READING PASSAGE —
Clean up readme and arguments of chunked prefill (#1022)

2024-08-11 01:18:52 -07:00
parent 33d61356b8
commit a97df79124
3 changed files with 30 additions and 34 deletions
--- a/python/sglang/srt/managers/tp_worker.py
+++ b/python/sglang/srt/managers/tp_worker.py
@@ -118,11 +118,7 @@ class ModelTpServer:
                    trust_remote_code=server_args.trust_remote_code,
                )
        self.max_total_num_tokens = self.model_runner.max_total_num_tokens
-        self.max_prefill_tokens = (
-            16384
-            if server_args.max_prefill_tokens is None
-            else server_args.max_prefill_tokens
-        )
+        self.max_prefill_tokens = server_args.max_prefill_tokens
        self.max_running_requests = min(
            (
                self.max_total_num_tokens // 2
--- a/python/sglang/srt/server_args.py
+++ b/python/sglang/srt/server_args.py
@@ -43,10 +43,11 @@ class ServerArgs:

    # Memory and scheduling
    mem_fraction_static: Optional[float] = None
-    max_prefill_tokens: Optional[int] = None
    max_running_requests: Optional[int] = None
    max_num_reqs: Optional[int] = None
    max_total_tokens: Optional[int] = None
+    chunked_prefill_size: int = -1
+    max_prefill_tokens: int = 16384
    schedule_policy: str = "lpm"
    schedule_conservativeness: float = 1.0

@@ -69,9 +70,6 @@ class ServerArgs:
    dp_size: int = 1
    load_balance_method: str = "round_robin"

-    # Chunked Prefill
-    chunked_prefill_size: Optional[int] = None
-
    # Optimization/debug options
    disable_flashinfer: bool = False
    disable_flashinfer_sampling: bool = False
@@ -97,6 +95,10 @@ class ServerArgs:
        if self.served_model_name is None:
            self.served_model_name = self.model_path

+        if self.chunked_prefill_size <= 0:
+            # Disable chunked prefill
+            self.chunked_prefill_size = None
+
        if self.mem_fraction_static is None:
            if self.tp_size >= 16:
                self.mem_fraction_static = 0.79
@@ -108,6 +110,7 @@ class ServerArgs:
                self.mem_fraction_static = 0.87
            else:
                self.mem_fraction_static = 0.88
+
        if isinstance(self.additional_ports, int):
            self.additional_ports = [self.additional_ports]
        elif self.additional_ports is None:
@@ -232,12 +235,6 @@ class ServerArgs:
            default=ServerArgs.mem_fraction_static,
            help="The fraction of the memory used for static allocation (model weights and KV cache memory pool). Use a smaller value if you see out-of-memory errors.",
        )

YOUR TASKS —
a) Please answer these questions about the chunked prefill commit:
(i) What default value does max_prefill_tokens have in ServerArgs after the change?
(ii) What is chunked_prefill_size set to when its value is zero or less?
(iii) What is mem_fraction_static set to when tp_size is 16 or more?
b) Continue the chunked prefill commit from the point where it stops.

DATA SHOWN —
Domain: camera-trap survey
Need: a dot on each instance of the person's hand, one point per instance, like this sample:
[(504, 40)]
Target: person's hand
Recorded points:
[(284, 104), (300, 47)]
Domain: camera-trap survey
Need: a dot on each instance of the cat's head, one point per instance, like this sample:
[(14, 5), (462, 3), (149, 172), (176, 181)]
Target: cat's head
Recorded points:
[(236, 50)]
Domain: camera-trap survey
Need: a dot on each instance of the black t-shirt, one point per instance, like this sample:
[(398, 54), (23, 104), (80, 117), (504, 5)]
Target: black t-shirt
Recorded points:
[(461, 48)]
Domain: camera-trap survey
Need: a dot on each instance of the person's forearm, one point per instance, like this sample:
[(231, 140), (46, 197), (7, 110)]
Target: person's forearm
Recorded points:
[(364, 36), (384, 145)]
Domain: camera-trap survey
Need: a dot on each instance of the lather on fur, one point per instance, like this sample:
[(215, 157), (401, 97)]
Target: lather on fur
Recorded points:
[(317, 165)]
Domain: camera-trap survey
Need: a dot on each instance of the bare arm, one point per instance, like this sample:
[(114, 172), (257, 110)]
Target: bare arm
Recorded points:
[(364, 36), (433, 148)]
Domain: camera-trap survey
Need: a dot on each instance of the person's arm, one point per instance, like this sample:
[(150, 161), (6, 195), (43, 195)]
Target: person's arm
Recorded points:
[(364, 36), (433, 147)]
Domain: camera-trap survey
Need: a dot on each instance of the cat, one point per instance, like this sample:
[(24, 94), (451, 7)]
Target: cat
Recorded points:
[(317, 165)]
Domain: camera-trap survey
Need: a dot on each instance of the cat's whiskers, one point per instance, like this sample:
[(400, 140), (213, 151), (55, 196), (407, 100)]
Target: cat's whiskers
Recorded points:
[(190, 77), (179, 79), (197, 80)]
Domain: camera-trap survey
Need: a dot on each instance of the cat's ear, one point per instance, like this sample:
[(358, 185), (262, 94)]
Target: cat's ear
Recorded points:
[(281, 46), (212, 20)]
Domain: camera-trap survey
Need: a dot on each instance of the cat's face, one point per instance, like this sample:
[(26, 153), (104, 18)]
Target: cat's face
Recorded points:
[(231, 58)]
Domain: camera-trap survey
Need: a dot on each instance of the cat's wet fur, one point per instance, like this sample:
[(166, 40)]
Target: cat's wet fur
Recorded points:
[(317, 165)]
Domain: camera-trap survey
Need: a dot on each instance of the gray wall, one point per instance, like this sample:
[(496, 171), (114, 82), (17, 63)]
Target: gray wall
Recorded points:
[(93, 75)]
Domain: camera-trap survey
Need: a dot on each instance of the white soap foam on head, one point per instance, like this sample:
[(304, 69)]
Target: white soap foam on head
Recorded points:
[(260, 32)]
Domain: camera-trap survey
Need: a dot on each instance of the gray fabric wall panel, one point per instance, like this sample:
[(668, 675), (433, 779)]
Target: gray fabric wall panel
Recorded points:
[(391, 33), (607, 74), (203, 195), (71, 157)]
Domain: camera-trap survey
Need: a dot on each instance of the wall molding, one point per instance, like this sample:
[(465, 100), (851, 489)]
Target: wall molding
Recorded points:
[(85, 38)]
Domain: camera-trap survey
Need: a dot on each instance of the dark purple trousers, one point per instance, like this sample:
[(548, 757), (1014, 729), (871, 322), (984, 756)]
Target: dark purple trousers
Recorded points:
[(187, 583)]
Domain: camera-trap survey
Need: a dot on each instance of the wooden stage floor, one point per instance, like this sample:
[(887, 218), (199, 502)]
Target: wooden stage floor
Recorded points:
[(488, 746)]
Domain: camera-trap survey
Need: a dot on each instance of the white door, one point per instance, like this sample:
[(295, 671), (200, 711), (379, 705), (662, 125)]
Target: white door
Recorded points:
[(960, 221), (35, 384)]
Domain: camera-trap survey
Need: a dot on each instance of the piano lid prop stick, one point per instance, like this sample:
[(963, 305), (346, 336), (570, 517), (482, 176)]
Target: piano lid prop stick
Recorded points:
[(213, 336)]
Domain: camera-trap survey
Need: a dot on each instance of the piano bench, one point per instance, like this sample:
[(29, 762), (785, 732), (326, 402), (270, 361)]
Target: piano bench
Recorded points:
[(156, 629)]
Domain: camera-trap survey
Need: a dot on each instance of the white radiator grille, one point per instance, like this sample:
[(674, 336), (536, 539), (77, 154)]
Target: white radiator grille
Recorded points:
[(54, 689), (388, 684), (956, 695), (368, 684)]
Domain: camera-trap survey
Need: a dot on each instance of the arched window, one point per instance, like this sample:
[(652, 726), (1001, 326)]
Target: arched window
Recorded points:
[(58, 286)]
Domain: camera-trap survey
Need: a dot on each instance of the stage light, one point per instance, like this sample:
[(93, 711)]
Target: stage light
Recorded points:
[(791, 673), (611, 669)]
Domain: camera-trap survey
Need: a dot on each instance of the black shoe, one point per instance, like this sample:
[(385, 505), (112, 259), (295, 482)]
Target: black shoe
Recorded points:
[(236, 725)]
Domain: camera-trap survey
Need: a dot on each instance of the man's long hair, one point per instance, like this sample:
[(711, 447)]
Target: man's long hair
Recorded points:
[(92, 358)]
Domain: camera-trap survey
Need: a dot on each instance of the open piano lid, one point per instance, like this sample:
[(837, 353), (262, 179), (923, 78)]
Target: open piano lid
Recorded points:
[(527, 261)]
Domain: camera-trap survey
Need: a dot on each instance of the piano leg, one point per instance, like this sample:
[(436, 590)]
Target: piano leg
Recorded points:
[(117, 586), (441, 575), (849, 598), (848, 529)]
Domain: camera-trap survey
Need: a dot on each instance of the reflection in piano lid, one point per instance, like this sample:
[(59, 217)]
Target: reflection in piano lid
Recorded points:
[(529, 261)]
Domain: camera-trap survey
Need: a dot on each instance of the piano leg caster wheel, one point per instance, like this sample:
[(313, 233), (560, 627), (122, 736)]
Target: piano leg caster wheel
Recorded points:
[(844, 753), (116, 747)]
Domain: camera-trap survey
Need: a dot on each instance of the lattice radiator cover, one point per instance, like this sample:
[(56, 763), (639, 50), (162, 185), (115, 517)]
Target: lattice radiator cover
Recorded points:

OUTPUTS —
a)
(i) 16384
(ii) None
(iii) 0.79

b)
-        parser.add_argument(
-            "--max-prefill-tokens",
-            type=int,
-            default=ServerArgs.max_prefill_tokens,
-            help="The maximum number of tokens in a prefill batch. The real bound will be the maximum of this value and the model's maximum context length.",
-        )
        parser.add_argument(
            "--max-running-requests",
            type=int,
@@ -256,6 +253,18 @@ class ServerArgs:
            default=ServerArgs.max_total_tokens,
            help="The maximum number of tokens in the memory pool. If not specified, it will be automatically calculated based on the memory usage fraction. This option is typically used for development and debugging purposes.",
        )
+        parser.add_argument(
+            "--chunked-prefill-size",
+            type=int,
+            default=ServerArgs.chunked_prefill_size,
+            help="The maximum number of tokens in a chunk for the chunked prefill. Setting this to -1 means disabling chunked prefill",
+        )
+        parser.add_argument(
+            "--max-prefill-tokens",
+            type=int,
+            default=ServerArgs.max_prefill_tokens,
+            help="The maximum number of tokens in a prefill batch. The real bound will be the maximum of this value and the model's maximum context length.",
+        )
        parser.add_argument(
            "--schedule-policy",
            type=str,
@@ -353,14 +362,6 @@ class ServerArgs:
        )
        parser.add_argument("--node-rank", type=int, help="The node rank.")

-        # Chunked prefill
-        parser.add_argument(
-            "--chunked-prefill-size",
-            type=int,
-            default=ServerArgs.chunked_prefill_size,
-            help="The size of the chunked prefill.",
-        )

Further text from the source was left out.